(Beginning of Extracted records)
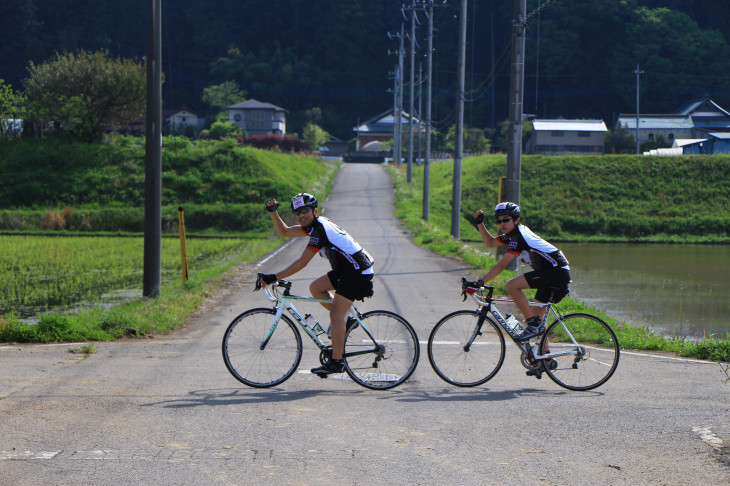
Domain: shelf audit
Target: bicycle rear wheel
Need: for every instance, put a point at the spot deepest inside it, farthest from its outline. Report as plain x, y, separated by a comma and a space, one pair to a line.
459, 364
591, 363
254, 362
383, 352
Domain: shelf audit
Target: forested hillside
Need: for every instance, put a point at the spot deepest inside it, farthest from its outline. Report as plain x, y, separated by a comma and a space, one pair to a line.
335, 54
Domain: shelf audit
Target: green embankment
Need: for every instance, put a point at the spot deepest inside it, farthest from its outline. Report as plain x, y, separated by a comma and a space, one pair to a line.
684, 182
595, 198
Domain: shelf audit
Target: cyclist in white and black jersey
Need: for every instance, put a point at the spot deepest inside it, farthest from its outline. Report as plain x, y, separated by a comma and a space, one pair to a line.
550, 267
352, 268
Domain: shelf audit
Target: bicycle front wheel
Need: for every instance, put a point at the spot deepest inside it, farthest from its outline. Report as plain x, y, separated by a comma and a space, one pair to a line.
383, 352
587, 365
463, 355
258, 361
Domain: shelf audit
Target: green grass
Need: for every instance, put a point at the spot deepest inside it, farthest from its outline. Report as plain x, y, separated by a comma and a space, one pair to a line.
147, 316
595, 198
435, 235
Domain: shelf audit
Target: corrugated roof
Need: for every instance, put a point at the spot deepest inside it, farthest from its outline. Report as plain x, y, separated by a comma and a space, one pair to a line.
648, 122
255, 105
570, 125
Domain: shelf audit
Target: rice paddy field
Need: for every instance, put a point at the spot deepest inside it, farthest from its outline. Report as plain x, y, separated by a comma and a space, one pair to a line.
46, 273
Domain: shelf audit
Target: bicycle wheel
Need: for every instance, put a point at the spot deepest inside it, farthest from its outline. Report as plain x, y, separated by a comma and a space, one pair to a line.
383, 352
458, 364
589, 365
258, 366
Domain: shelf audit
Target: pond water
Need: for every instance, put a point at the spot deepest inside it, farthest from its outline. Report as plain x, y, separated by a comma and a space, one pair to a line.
676, 290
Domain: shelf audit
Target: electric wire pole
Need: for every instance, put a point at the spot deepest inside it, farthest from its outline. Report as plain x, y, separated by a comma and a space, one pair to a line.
412, 83
429, 71
517, 81
638, 73
456, 190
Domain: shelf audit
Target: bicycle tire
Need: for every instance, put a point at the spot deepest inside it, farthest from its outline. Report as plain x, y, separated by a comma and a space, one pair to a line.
393, 357
256, 367
599, 352
465, 367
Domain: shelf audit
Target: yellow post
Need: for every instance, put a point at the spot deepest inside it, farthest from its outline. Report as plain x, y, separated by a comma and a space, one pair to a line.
183, 251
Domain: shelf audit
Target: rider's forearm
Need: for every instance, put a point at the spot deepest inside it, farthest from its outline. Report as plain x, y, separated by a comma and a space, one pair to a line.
489, 240
279, 225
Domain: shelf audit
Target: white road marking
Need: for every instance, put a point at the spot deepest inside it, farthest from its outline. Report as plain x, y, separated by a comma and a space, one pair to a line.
708, 437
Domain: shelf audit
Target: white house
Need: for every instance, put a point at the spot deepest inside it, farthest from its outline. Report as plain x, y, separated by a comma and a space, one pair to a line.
178, 121
258, 118
694, 120
561, 137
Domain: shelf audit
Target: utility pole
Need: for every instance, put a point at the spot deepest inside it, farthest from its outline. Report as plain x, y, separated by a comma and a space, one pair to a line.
456, 190
429, 71
398, 99
517, 82
153, 155
412, 83
638, 73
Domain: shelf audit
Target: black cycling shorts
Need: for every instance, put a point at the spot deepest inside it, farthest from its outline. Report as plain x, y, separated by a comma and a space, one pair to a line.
545, 280
351, 285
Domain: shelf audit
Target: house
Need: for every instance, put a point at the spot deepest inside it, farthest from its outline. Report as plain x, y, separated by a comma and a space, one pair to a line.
694, 120
258, 118
561, 137
715, 143
182, 120
380, 128
334, 147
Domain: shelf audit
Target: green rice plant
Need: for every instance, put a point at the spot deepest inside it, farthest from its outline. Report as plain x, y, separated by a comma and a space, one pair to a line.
40, 273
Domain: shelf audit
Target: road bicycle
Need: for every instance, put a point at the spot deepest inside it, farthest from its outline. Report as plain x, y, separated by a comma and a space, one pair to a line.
263, 347
466, 348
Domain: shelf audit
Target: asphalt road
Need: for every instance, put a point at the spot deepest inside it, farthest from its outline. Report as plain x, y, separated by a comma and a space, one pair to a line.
165, 410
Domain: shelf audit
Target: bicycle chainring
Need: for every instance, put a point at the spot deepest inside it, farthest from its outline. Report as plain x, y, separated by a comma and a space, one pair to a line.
325, 356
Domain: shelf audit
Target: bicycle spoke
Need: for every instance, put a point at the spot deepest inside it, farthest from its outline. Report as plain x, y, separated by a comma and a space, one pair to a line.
254, 366
390, 360
457, 362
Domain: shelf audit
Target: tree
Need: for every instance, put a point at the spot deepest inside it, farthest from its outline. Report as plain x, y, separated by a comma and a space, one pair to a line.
221, 96
315, 136
11, 108
222, 129
86, 92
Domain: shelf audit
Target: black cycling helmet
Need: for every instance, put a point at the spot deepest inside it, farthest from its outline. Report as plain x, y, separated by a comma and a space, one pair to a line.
303, 200
507, 208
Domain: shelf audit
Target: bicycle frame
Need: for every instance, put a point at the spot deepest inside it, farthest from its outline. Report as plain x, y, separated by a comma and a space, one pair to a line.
486, 306
283, 301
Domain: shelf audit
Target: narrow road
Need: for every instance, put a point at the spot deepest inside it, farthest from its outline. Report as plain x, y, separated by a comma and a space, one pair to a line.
165, 410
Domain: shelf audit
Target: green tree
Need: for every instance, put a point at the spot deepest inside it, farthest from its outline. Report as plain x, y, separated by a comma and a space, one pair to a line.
86, 92
315, 136
221, 96
11, 107
222, 129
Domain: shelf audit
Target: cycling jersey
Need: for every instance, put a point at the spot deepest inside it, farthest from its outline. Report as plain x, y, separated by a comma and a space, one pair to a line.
533, 250
341, 249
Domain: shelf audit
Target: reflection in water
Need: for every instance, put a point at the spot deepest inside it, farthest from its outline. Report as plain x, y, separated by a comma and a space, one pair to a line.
678, 290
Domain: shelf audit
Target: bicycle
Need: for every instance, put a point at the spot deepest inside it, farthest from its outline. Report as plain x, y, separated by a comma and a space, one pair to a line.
262, 347
466, 348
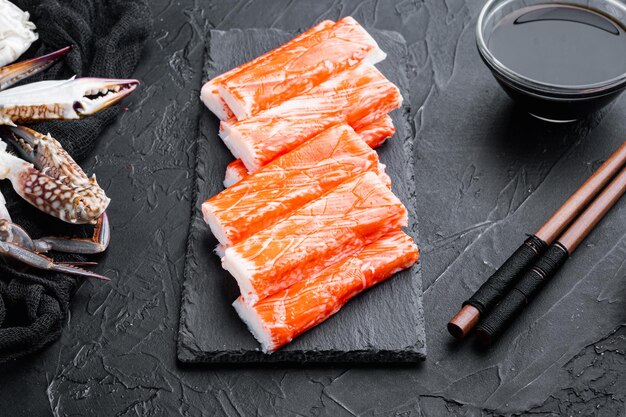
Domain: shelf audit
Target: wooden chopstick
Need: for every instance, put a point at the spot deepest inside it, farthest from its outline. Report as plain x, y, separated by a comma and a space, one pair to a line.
490, 293
496, 322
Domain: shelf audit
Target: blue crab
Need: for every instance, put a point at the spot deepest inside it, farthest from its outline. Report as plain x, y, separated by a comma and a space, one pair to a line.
45, 175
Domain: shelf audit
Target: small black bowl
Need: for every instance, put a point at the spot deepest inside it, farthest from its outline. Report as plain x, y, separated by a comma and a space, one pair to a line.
555, 103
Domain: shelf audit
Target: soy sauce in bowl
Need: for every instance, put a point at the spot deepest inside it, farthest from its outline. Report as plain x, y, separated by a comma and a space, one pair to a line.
560, 61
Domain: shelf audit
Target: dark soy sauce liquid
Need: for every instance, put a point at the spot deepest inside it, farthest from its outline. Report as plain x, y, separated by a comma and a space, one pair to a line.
560, 44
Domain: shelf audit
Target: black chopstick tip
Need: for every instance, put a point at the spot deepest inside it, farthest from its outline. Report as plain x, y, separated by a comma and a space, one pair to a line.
464, 321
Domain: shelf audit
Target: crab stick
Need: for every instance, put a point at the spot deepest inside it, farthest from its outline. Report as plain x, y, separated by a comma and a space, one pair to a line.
279, 318
345, 98
235, 172
317, 235
288, 183
374, 134
294, 70
209, 93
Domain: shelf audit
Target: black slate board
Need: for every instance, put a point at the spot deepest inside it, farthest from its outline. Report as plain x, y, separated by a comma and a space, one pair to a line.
385, 324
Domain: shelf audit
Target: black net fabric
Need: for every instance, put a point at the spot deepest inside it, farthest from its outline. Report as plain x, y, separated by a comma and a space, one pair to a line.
107, 39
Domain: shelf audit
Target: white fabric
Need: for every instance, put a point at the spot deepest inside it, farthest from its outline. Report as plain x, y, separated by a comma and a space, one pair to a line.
17, 33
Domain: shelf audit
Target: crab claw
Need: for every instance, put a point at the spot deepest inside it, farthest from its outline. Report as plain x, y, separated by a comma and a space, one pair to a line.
39, 261
100, 93
70, 99
14, 73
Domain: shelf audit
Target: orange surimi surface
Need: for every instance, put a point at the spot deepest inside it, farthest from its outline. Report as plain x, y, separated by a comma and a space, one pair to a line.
210, 94
307, 63
317, 235
235, 172
288, 183
374, 134
279, 318
346, 98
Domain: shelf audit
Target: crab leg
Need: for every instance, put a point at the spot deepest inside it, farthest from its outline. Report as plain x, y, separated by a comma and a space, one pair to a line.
38, 261
53, 182
97, 244
75, 98
19, 71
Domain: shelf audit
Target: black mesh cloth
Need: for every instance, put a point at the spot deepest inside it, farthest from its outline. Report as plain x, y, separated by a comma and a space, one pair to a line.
107, 39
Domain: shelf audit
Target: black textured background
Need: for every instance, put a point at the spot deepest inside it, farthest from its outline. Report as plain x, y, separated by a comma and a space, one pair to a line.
486, 175
385, 324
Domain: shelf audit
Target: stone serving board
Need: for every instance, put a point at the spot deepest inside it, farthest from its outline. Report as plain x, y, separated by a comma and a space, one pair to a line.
384, 324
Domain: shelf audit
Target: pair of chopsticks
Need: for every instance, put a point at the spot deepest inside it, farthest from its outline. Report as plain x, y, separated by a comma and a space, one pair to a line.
513, 286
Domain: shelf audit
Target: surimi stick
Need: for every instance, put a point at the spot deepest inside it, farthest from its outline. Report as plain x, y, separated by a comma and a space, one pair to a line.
296, 69
288, 183
279, 318
319, 234
345, 98
374, 134
235, 172
209, 93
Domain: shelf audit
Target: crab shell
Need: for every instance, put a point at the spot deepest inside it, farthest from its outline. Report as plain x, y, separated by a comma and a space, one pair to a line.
70, 99
57, 185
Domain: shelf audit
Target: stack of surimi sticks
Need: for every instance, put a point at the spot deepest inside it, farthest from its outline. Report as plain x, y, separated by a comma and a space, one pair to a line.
308, 219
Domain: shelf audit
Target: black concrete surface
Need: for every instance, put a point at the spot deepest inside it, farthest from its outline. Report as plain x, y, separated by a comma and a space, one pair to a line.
485, 175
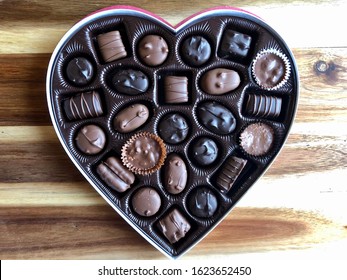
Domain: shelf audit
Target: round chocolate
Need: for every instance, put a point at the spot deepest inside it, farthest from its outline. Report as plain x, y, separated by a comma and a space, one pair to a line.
195, 50
173, 128
153, 50
79, 71
130, 82
202, 202
90, 139
146, 202
216, 118
257, 139
204, 151
144, 153
269, 69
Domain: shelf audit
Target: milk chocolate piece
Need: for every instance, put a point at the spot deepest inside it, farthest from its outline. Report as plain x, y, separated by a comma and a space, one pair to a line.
111, 46
257, 139
144, 153
230, 171
173, 128
146, 201
216, 118
79, 71
204, 151
131, 118
90, 139
174, 226
202, 202
270, 69
83, 106
176, 89
153, 50
195, 50
175, 174
263, 106
130, 82
235, 44
115, 174
219, 81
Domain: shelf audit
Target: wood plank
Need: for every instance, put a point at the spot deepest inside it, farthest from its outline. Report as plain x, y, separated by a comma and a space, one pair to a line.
323, 96
97, 232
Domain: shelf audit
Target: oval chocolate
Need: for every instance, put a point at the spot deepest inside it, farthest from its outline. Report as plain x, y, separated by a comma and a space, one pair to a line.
216, 118
131, 118
175, 174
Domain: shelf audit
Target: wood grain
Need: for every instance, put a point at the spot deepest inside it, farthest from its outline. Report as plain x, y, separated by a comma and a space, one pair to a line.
49, 211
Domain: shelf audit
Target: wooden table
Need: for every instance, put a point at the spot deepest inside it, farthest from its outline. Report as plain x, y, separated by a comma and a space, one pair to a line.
49, 211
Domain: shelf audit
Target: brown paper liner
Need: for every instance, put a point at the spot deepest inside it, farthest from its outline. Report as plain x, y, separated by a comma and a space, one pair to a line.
135, 169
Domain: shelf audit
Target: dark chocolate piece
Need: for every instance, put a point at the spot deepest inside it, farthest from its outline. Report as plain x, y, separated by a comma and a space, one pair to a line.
219, 81
230, 171
176, 89
204, 151
146, 201
144, 153
111, 46
195, 50
270, 69
83, 106
130, 81
257, 139
79, 71
175, 174
216, 118
131, 118
153, 50
174, 226
115, 174
235, 44
90, 139
263, 106
173, 128
202, 202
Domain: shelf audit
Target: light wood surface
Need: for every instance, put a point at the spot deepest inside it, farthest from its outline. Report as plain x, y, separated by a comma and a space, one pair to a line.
49, 211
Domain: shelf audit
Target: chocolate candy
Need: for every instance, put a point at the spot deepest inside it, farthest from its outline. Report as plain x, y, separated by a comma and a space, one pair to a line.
174, 226
270, 69
153, 50
257, 139
219, 81
230, 171
235, 44
83, 106
173, 128
90, 139
196, 50
176, 89
115, 174
79, 71
175, 174
216, 117
146, 201
202, 202
144, 153
111, 46
130, 82
131, 118
190, 91
263, 106
204, 151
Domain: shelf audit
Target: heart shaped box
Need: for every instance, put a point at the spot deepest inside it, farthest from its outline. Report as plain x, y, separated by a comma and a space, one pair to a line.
205, 200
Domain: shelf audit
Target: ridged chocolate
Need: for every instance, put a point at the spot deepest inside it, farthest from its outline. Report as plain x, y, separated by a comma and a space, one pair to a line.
230, 171
263, 106
83, 106
111, 46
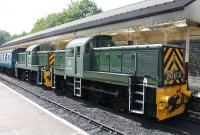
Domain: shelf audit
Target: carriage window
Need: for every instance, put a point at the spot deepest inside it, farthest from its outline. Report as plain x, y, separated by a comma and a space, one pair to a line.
6, 58
70, 52
78, 49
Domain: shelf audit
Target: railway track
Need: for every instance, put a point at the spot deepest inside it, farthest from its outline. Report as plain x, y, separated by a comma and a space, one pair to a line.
95, 127
99, 126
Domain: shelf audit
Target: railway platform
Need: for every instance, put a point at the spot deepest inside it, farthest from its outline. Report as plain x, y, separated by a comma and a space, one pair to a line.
194, 83
20, 116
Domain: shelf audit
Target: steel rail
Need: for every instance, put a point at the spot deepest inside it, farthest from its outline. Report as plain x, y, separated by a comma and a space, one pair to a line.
96, 123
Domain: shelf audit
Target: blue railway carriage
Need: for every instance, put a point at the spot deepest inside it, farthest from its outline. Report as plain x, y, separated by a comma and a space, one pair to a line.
8, 59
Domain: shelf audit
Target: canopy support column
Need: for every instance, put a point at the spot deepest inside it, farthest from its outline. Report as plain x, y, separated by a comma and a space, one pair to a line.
187, 52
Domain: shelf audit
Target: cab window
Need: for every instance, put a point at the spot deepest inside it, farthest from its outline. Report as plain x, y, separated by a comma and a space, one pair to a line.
78, 50
70, 52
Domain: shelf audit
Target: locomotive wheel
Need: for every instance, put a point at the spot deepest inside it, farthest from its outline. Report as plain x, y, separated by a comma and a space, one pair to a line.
120, 105
68, 90
92, 97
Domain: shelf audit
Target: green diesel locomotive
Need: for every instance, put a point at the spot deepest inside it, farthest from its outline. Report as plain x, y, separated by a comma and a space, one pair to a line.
142, 79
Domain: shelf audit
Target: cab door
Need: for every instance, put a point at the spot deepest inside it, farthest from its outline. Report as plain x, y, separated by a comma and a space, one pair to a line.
70, 61
78, 60
28, 59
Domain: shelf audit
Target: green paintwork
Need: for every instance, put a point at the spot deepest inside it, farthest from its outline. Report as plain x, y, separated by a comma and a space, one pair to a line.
21, 58
43, 58
112, 78
59, 59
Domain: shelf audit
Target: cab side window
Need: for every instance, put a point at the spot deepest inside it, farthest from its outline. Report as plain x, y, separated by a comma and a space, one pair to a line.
78, 50
70, 52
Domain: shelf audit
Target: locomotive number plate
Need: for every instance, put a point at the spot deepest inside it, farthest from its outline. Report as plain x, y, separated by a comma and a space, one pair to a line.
174, 75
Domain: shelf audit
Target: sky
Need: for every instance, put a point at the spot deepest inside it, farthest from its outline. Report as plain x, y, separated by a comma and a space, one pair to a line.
17, 16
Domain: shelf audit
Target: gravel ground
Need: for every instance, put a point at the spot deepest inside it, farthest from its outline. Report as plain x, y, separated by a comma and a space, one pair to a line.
122, 122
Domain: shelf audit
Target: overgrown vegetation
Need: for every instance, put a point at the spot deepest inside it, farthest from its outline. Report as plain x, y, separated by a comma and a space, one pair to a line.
76, 10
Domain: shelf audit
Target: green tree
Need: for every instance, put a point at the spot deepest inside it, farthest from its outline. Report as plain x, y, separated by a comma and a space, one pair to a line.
4, 37
77, 10
18, 35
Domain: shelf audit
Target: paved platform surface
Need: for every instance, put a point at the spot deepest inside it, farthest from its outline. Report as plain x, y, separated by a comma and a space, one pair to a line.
20, 116
194, 83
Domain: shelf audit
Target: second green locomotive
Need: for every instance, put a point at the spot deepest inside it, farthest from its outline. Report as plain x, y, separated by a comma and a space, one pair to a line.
142, 79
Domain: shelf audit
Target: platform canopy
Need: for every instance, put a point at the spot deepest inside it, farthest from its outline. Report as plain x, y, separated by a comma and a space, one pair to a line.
150, 21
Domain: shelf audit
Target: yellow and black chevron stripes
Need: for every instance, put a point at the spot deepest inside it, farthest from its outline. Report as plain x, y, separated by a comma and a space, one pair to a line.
173, 65
51, 58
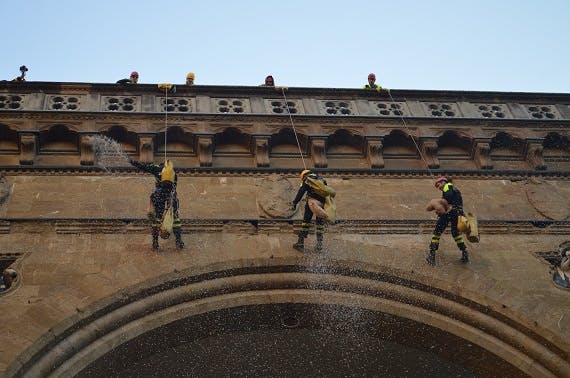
(End of Extracted records)
> **Your instructions**
For every line above that includes the string "wooden", copy the line.

> **Solution**
Target: wooden chopstick
Target: wooden table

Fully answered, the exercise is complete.